* **PAGE TEXT**

+ + + + +

- Born: Sam Wisternoff Bristol, England
- Genres: Indie rock, experimental pop
- Occupation(s): Singer, producer
- Years active: 1999–present
- Labels: fromSCRATCHrecords Anticon Twisted Nerve Records Enormous Corpse
- Website: www.sjesau.co.uk

= SJ Esau =

SJ Esau is the music project of Sam Wisternoff, an experimental pop musician from Bristol, England. Although ostensibly a solo project, Wisternoff is often joined by the drummer Sean Talbot and has incorporated a variety of other musicians into recording projects and live performances.

==History and work==
Wisternoff's music career began in the late 1980s as a prepubescent rapper, collaborating with his brother, Jody Wisternoff to release a single on Smith & Mighty’s Three Stripe Records. Spending his later teenage years in indie rock band, The Pudding, Wisternoff released the first SJ Esau album, Queezy Beliefs, in 1999 on his Enormous Corpse label which was followed by various CDR albums and limited edition releases for labels such as Static Caravan Recordings, Twisted Nerve Records and Fooltribe.

+ + + + +

* **PROVIDED DATA**

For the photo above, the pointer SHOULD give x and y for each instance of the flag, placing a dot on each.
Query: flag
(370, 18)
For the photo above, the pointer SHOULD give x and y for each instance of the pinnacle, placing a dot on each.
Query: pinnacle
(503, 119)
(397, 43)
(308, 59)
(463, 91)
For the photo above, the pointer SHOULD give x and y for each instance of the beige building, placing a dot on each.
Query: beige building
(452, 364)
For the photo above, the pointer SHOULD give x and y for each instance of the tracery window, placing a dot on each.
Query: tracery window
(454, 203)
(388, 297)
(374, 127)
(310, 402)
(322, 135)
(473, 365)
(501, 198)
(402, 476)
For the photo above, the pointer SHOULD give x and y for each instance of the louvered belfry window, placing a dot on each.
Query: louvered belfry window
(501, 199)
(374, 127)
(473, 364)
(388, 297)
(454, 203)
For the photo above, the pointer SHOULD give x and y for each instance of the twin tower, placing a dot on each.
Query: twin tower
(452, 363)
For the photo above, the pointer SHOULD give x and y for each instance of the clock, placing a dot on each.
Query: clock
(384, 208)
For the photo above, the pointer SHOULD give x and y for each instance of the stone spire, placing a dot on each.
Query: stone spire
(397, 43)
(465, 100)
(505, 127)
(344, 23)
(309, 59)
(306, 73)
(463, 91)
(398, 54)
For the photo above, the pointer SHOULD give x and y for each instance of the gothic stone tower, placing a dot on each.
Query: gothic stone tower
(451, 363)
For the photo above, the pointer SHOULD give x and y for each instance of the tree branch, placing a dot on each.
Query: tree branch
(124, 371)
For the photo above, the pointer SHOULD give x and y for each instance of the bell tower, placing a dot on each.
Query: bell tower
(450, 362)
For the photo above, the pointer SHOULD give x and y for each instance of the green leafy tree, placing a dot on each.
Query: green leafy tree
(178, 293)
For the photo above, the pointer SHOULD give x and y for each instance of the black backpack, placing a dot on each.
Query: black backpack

+ + + + +

* **EXERCISE TASK A**
Copy out the SJ Esau article word for word, in full.
* **EXERCISE TASK B**
In the rows, begin at the line that contains "bell tower, placing a dot on each." and stop after the last row. Reproduce only those lines, replacing "pointer" with "annotator" and leaving everything else unchanged.
The SJ Esau article and the rows come from unrelated sources.

* **EXERCISE RESULT A**
- Born: Sam Wisternoff Bristol, England
- Genres: Indie rock, experimental pop
- Occupation(s): Singer, producer
- Years active: 1999–present
- Labels: fromSCRATCHrecords Anticon Twisted Nerve Records Enormous Corpse
- Website: www.sjesau.co.uk

= SJ Esau =

SJ Esau is the music project of Sam Wisternoff, an experimental pop musician from Bristol, England. Although ostensibly a solo project, Wisternoff is often joined by the drummer Sean Talbot and has incorporated a variety of other musicians into recording projects and live performances.

==History and work==
Wisternoff's music career began in the late 1980s as a prepubescent rapper, collaborating with his brother, Jody Wisternoff to release a single on Smith & Mighty’s Three Stripe Records. Spending his later teenage years in indie rock band, The Pudding, Wisternoff released the first SJ Esau album, Queezy Beliefs, in 1999 on his Enormous Corpse label which was followed by various CDR albums and limited edition releases for labels such as Static Caravan Recordings, Twisted Nerve Records and Fooltribe.

* **EXERCISE RESULT B**
For the photo above, the annotator SHOULD give x and y for each instance of the bell tower, placing a dot on each.
Query: bell tower
(450, 362)
For the photo above, the annotator SHOULD give x and y for each instance of the green leafy tree, placing a dot on each.
Query: green leafy tree
(178, 293)
For the photo above, the annotator SHOULD give x and y for each instance of the black backpack, placing a dot on each.
Query: black backpack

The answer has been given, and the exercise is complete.